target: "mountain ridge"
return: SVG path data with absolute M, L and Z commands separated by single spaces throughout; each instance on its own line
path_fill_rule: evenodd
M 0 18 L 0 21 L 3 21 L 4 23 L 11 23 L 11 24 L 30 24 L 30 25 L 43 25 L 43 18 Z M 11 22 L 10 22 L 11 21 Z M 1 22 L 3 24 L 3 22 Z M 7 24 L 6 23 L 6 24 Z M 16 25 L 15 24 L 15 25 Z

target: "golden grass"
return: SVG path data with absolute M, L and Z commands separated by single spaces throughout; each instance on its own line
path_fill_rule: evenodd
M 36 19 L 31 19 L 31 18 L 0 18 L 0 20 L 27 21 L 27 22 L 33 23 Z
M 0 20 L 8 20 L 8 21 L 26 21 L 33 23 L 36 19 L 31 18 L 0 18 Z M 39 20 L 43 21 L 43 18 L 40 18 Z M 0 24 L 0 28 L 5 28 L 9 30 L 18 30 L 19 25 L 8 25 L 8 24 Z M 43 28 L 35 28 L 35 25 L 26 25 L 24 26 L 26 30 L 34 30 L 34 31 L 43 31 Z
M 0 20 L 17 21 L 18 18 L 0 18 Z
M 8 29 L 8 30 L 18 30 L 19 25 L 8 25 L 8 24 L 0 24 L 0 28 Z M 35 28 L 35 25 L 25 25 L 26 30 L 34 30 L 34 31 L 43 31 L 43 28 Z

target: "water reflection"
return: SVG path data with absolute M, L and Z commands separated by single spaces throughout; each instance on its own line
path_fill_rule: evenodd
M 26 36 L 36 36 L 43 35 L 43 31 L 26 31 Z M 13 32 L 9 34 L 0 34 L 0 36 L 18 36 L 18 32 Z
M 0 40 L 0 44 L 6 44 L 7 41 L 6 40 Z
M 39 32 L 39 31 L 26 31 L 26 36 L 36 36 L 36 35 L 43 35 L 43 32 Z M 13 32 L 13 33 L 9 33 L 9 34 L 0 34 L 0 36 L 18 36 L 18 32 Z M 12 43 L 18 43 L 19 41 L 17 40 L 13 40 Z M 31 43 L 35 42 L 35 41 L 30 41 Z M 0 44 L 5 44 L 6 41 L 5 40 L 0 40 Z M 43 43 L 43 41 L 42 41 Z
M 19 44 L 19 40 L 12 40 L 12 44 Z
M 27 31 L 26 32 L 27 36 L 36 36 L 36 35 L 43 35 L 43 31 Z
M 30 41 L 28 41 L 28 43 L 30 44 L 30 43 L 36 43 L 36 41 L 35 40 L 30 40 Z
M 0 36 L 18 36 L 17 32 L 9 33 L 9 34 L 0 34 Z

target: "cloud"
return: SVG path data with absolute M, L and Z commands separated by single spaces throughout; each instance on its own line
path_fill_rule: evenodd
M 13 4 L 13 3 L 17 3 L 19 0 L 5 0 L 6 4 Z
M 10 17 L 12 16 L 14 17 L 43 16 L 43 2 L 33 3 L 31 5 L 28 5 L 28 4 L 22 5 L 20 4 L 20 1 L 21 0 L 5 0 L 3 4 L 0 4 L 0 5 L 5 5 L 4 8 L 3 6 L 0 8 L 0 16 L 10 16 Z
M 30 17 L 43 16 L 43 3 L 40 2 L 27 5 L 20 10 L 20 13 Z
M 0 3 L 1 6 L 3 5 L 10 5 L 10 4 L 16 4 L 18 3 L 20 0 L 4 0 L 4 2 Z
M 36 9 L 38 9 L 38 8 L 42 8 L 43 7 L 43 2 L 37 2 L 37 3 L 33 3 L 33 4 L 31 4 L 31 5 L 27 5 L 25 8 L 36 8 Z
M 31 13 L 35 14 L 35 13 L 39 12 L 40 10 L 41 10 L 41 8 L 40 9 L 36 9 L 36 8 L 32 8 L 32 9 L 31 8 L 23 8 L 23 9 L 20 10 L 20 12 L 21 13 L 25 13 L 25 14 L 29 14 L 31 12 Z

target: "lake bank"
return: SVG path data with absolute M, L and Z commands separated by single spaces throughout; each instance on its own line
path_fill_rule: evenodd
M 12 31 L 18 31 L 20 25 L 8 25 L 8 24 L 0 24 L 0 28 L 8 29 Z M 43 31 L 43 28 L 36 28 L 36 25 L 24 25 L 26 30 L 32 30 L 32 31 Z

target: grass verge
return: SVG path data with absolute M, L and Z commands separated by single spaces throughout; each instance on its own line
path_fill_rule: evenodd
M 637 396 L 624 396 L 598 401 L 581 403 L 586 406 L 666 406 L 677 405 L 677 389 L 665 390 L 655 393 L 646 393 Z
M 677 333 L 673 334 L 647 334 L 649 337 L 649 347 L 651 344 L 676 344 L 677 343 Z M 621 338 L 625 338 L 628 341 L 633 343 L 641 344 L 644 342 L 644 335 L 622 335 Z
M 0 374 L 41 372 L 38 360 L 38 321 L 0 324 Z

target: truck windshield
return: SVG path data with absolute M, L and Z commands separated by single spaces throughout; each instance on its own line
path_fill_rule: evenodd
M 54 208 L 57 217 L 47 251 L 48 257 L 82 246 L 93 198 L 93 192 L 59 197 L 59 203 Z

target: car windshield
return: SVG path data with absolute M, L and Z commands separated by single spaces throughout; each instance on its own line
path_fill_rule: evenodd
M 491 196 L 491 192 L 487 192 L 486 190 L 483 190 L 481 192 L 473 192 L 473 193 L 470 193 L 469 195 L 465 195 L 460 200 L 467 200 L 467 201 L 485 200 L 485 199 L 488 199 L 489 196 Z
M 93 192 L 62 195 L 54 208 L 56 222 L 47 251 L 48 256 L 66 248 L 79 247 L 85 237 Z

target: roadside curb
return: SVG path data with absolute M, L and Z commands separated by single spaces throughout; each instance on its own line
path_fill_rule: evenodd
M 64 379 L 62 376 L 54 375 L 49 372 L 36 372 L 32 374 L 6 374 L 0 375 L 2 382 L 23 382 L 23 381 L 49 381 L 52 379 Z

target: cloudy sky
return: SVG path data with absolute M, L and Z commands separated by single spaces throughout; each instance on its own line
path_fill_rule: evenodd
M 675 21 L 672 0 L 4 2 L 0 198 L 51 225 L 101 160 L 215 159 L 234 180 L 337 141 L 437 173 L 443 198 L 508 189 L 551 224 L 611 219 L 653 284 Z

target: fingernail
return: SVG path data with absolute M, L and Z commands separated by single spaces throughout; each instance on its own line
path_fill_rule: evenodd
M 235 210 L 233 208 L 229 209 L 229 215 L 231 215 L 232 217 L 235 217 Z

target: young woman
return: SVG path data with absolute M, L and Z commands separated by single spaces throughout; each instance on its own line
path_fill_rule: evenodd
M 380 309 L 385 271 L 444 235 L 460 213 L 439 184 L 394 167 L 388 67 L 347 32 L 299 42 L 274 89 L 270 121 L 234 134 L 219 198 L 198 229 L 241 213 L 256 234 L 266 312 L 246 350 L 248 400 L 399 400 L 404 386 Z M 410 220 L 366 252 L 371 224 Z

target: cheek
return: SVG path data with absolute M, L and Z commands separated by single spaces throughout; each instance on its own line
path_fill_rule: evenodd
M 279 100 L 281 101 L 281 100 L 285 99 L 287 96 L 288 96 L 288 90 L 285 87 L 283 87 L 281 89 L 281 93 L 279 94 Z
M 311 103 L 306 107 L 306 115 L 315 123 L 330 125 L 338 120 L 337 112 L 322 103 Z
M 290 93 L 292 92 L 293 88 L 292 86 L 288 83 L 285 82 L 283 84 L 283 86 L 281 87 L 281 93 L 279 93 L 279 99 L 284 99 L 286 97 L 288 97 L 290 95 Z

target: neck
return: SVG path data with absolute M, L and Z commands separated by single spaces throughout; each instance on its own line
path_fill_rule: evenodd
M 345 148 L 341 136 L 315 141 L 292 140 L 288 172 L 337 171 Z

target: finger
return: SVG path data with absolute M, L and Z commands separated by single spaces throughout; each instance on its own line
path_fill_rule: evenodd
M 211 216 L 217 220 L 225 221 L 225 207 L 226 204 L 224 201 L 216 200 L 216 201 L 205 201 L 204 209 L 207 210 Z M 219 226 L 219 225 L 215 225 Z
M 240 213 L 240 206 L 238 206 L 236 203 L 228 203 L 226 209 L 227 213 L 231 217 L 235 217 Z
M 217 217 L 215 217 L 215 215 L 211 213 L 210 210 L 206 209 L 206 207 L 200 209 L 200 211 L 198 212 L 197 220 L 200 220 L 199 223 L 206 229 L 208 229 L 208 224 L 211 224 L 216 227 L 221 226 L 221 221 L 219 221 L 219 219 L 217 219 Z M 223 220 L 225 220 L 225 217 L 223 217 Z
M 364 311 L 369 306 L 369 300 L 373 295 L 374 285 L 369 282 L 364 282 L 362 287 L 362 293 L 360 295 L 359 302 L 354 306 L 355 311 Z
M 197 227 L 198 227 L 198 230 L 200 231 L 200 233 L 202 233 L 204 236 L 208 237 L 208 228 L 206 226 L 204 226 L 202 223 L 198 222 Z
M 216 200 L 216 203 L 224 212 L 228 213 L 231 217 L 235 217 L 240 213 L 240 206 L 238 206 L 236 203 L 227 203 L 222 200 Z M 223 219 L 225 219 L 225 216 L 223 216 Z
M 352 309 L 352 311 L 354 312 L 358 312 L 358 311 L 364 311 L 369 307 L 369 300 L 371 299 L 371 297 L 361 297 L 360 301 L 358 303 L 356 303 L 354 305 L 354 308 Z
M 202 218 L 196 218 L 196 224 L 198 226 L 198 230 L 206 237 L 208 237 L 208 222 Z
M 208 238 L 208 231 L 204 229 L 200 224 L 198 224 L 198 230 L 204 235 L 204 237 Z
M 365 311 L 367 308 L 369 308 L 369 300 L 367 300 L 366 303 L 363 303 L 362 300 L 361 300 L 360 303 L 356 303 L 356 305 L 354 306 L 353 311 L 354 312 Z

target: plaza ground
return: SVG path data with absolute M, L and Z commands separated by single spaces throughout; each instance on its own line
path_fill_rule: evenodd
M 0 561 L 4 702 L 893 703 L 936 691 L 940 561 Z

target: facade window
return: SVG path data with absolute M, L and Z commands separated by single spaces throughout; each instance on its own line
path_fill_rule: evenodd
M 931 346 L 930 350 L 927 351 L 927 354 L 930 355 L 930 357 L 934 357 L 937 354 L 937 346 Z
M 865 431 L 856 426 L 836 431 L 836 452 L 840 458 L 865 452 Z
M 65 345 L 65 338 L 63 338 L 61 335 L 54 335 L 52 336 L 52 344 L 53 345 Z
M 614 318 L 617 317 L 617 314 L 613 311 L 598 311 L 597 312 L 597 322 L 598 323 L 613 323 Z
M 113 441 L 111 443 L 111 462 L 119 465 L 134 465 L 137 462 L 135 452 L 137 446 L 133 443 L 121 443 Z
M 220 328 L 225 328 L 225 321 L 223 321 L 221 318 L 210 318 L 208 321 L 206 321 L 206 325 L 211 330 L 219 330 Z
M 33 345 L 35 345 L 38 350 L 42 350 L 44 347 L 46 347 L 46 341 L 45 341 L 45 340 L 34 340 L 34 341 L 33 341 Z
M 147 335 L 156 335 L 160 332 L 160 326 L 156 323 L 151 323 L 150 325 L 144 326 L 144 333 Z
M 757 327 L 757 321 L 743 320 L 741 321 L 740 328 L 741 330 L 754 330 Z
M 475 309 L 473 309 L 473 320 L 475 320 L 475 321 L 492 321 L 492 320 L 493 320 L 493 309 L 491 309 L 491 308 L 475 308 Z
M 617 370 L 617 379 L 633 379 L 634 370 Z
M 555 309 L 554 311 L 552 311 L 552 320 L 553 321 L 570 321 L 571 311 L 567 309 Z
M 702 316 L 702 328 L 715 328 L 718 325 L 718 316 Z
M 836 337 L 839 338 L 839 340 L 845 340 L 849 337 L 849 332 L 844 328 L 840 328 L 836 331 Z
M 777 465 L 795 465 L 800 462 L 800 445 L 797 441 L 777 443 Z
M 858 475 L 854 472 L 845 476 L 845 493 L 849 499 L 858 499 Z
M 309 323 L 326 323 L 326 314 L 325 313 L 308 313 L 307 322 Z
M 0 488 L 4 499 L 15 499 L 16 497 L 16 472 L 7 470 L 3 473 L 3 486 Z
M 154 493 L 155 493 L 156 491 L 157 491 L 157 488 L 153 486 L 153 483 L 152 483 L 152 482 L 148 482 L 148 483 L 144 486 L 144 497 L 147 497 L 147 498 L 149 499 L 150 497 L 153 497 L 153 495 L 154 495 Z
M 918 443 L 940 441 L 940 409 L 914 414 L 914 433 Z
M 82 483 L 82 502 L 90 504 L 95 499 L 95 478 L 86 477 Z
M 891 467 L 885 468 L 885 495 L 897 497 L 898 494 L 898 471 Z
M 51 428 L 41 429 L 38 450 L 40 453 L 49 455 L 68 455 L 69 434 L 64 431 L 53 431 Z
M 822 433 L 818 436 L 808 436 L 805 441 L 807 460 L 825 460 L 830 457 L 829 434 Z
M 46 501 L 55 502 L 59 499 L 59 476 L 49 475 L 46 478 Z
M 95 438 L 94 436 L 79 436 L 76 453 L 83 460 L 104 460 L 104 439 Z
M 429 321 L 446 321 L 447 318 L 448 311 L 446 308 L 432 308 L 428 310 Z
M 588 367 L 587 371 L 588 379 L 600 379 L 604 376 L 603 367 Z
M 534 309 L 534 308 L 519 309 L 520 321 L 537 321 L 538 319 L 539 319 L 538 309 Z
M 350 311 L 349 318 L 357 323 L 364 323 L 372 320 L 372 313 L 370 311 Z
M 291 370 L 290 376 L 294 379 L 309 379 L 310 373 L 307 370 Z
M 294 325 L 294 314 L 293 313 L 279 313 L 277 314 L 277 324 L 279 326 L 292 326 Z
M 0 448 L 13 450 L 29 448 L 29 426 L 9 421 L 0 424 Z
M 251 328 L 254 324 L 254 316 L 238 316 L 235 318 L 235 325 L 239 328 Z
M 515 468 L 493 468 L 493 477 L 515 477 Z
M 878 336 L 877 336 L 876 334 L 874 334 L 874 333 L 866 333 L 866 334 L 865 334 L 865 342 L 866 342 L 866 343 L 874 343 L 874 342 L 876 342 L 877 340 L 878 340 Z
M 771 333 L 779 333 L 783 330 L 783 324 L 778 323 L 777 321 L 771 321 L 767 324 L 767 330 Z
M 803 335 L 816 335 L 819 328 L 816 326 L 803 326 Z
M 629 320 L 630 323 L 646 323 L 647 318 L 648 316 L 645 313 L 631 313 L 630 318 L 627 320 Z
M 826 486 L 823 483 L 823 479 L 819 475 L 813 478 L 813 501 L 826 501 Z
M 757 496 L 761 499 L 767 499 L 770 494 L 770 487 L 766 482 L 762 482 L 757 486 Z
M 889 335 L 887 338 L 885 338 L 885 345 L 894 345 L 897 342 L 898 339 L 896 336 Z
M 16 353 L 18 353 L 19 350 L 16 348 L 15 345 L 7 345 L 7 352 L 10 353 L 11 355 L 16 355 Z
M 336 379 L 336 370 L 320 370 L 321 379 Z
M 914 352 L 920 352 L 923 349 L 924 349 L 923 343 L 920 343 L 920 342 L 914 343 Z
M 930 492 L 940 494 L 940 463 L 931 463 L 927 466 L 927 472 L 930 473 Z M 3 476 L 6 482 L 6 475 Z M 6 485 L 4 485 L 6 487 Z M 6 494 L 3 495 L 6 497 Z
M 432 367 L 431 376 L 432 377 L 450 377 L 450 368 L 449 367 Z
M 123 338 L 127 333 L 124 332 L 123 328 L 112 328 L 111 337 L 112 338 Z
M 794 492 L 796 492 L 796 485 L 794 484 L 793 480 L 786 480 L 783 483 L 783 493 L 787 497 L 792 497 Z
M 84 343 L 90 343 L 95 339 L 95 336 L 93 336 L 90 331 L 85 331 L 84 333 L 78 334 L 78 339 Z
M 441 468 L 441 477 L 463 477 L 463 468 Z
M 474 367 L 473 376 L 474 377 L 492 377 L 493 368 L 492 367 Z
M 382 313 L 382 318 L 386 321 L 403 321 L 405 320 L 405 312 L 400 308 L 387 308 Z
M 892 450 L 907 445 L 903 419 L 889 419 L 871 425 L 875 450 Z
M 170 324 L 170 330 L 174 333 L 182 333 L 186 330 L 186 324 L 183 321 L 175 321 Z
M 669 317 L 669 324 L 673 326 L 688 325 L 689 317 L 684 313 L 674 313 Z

******************************

§ **ABOUT THIS EXERCISE**
Using the data above, reproduce exactly the lines between those holding "target: neck" and "target: facade window", inclusive, and no others.

§ **ANSWER TO THIS TASK**
target: neck
return: SVG path data with absolute M, L and Z commands separated by single spaces throughout; each instance on its own line
path_fill_rule: evenodd
M 345 148 L 341 136 L 315 141 L 292 140 L 288 172 L 337 171 Z

target: finger
return: SVG path data with absolute M, L and Z commands separated by single spaces throughout; each instance on its own line
path_fill_rule: evenodd
M 211 216 L 217 220 L 225 221 L 225 207 L 226 204 L 224 201 L 216 200 L 216 201 L 205 201 L 204 209 L 207 210 Z M 219 226 L 219 225 L 215 225 Z
M 240 213 L 240 206 L 238 206 L 236 203 L 228 203 L 226 209 L 227 213 L 231 217 L 235 217 Z
M 217 217 L 215 217 L 215 215 L 211 213 L 210 210 L 206 209 L 206 207 L 200 209 L 200 211 L 198 212 L 197 220 L 200 220 L 199 223 L 206 229 L 208 229 L 208 224 L 211 224 L 216 227 L 221 226 L 221 221 L 219 221 L 219 219 L 217 219 Z M 223 220 L 225 220 L 225 217 L 223 217 Z
M 364 311 L 369 306 L 369 300 L 373 295 L 374 285 L 369 282 L 364 282 L 362 287 L 362 293 L 360 295 L 359 302 L 354 306 L 355 311 Z
M 197 227 L 198 227 L 198 230 L 200 231 L 200 233 L 202 233 L 204 236 L 208 237 L 208 228 L 206 226 L 204 226 L 202 223 L 198 222 Z
M 216 200 L 216 203 L 224 212 L 228 213 L 231 217 L 235 217 L 240 213 L 240 206 L 238 206 L 236 203 L 227 203 L 222 200 Z M 223 219 L 225 219 L 225 216 L 223 216 Z
M 352 309 L 352 311 L 354 312 L 358 312 L 358 311 L 364 311 L 369 307 L 369 300 L 371 299 L 371 297 L 361 297 L 360 301 L 358 303 L 356 303 L 354 305 L 354 308 Z
M 202 218 L 196 218 L 196 224 L 198 226 L 198 230 L 206 237 L 208 237 L 208 222 Z
M 208 238 L 208 231 L 204 229 L 200 224 L 198 224 L 198 230 L 204 235 L 204 237 Z
M 365 311 L 367 308 L 369 308 L 369 300 L 367 300 L 366 303 L 363 303 L 362 300 L 361 300 L 360 303 L 356 303 L 356 305 L 354 306 L 353 311 L 354 312 Z

target: plaza ground
return: SVG path data with absolute M, L and Z commands separated by single spaces throughout; each instance on its own line
path_fill_rule: evenodd
M 0 561 L 4 702 L 893 703 L 936 691 L 940 561 Z

target: facade window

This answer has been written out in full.